▶ [Directions for this task] Copy every line of the rows below word for word, leaving out the pictures.
= = = = =
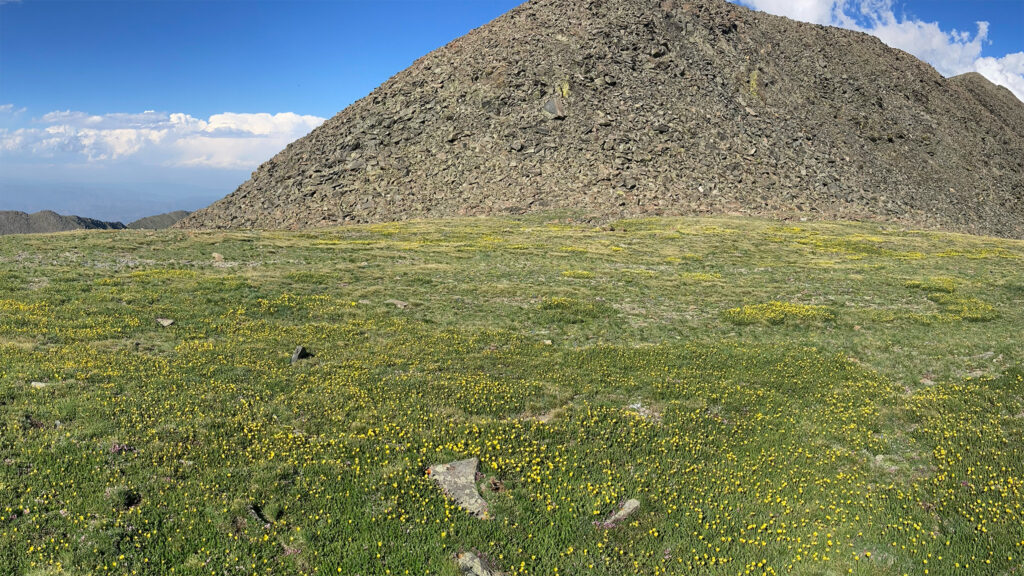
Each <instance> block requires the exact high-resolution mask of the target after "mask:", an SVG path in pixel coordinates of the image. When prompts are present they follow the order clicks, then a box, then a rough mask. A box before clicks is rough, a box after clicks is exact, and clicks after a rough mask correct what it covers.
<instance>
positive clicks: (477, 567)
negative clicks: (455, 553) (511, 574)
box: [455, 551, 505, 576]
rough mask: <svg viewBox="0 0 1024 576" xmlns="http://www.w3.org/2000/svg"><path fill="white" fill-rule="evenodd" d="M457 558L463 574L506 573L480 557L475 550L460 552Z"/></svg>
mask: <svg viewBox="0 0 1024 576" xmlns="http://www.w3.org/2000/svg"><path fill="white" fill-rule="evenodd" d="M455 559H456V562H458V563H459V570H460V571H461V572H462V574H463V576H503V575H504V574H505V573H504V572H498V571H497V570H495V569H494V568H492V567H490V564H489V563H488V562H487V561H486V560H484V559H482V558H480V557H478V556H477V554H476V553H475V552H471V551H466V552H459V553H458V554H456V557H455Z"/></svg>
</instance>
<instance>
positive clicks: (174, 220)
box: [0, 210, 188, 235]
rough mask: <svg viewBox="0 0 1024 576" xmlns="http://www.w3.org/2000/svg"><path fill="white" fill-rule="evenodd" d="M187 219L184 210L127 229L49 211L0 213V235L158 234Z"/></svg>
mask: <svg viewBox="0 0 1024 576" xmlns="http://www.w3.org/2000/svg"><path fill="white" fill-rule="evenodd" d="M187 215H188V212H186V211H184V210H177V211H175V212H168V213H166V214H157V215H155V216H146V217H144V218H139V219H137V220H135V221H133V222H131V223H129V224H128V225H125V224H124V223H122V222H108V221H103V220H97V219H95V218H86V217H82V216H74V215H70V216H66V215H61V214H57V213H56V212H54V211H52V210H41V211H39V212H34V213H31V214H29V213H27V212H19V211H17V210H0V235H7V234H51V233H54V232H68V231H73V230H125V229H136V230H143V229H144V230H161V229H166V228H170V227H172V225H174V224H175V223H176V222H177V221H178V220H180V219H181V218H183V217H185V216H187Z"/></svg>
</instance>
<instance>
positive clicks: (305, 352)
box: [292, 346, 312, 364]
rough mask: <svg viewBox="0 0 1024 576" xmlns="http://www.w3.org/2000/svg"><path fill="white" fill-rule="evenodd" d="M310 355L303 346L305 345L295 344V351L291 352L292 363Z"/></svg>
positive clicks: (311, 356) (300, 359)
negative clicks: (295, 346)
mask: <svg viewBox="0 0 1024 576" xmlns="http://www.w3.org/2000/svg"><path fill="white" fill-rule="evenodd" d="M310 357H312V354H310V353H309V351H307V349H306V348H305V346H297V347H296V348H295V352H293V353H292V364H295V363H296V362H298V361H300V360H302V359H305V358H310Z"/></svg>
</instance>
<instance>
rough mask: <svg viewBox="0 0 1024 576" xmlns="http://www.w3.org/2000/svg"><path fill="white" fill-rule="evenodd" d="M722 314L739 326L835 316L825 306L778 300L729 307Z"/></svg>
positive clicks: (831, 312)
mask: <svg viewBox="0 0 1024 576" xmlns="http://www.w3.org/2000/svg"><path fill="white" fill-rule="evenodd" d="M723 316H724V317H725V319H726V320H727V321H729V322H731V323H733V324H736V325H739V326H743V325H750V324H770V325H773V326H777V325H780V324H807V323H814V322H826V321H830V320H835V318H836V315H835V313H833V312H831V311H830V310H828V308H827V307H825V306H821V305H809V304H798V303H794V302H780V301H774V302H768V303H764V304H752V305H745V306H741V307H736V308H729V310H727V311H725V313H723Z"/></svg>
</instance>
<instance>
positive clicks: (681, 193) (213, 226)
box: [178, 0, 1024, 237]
= = = = =
▶ [Output for this exercise]
Each <instance> block requires the exact high-resolution mask of the target after "mask:", an SVG path in pixel coordinates of the image. When prompts are present they follow the order clicks, then a box, then a rough mask. A box before clicks is rough, a box after clicks is exact, and clicks after a rough mask correct what it covers.
<instance>
positive clicks: (477, 567)
negative clicks: (455, 553) (511, 574)
box: [455, 551, 505, 576]
rough mask: <svg viewBox="0 0 1024 576" xmlns="http://www.w3.org/2000/svg"><path fill="white" fill-rule="evenodd" d="M457 558L463 574L506 573L480 557L475 550L460 552Z"/></svg>
mask: <svg viewBox="0 0 1024 576" xmlns="http://www.w3.org/2000/svg"><path fill="white" fill-rule="evenodd" d="M455 559H456V562H458V563H459V570H460V571H461V572H462V574H463V576H503V575H504V574H505V573H504V572H498V571H497V570H495V569H494V568H492V567H490V564H489V563H488V562H487V561H486V560H484V559H482V558H480V557H478V556H477V554H476V553H475V552H471V551H466V552H459V553H458V554H456V557H455Z"/></svg>
</instance>
<instance>
positive clicks: (174, 220)
box: [0, 210, 188, 235]
rough mask: <svg viewBox="0 0 1024 576" xmlns="http://www.w3.org/2000/svg"><path fill="white" fill-rule="evenodd" d="M187 219L184 210L127 229L49 211L0 213V235L158 234Z"/></svg>
mask: <svg viewBox="0 0 1024 576" xmlns="http://www.w3.org/2000/svg"><path fill="white" fill-rule="evenodd" d="M187 215H188V212H186V211H184V210H177V211H175V212H168V213H166V214H157V215H155V216H146V217H144V218H139V219H137V220H135V221H133V222H131V223H129V224H128V225H125V224H124V223H122V222H108V221H103V220H97V219H95V218H86V217H82V216H74V215H70V216H66V215H61V214H57V213H56V212H54V211H52V210H41V211H39V212H34V213H31V214H29V213H27V212H19V211H17V210H0V235H7V234H51V233H54V232H68V231H73V230H125V229H136V230H143V229H144V230H161V229H166V228H170V227H172V225H174V224H175V223H176V222H177V221H178V220H180V219H181V218H183V217H185V216H187Z"/></svg>
</instance>
<instance>
positive clicks: (305, 352)
box: [292, 346, 312, 364]
rough mask: <svg viewBox="0 0 1024 576" xmlns="http://www.w3.org/2000/svg"><path fill="white" fill-rule="evenodd" d="M310 355L303 346L305 345L295 344V351L291 352L292 363Z"/></svg>
positive clicks: (311, 356) (300, 359)
negative clicks: (295, 346)
mask: <svg viewBox="0 0 1024 576" xmlns="http://www.w3.org/2000/svg"><path fill="white" fill-rule="evenodd" d="M310 357H312V354H310V353H309V351H307V349H306V348H305V346H297V347H296V348H295V352H293V353H292V364H295V363H296V362H298V361H300V360H302V359H305V358H310Z"/></svg>
</instance>
<instance>
rough mask: <svg viewBox="0 0 1024 576" xmlns="http://www.w3.org/2000/svg"><path fill="white" fill-rule="evenodd" d="M722 314L739 326L835 316L825 306L778 300L729 307Z"/></svg>
positive clicks: (831, 312)
mask: <svg viewBox="0 0 1024 576" xmlns="http://www.w3.org/2000/svg"><path fill="white" fill-rule="evenodd" d="M723 316H724V317H725V319H726V320H727V321H729V322H731V323H733V324H736V325H739V326H743V325H750V324H770V325H773V326H777V325H780V324H807V323H814V322H826V321H830V320H835V318H836V315H835V313H833V312H831V311H830V310H828V308H827V307H825V306H821V305H809V304H798V303H794V302H780V301H774V302H768V303H764V304H752V305H745V306H741V307H736V308H729V310H727V311H725V313H723Z"/></svg>
</instance>
<instance>
positive clicks: (681, 193) (213, 226)
box: [178, 0, 1024, 237]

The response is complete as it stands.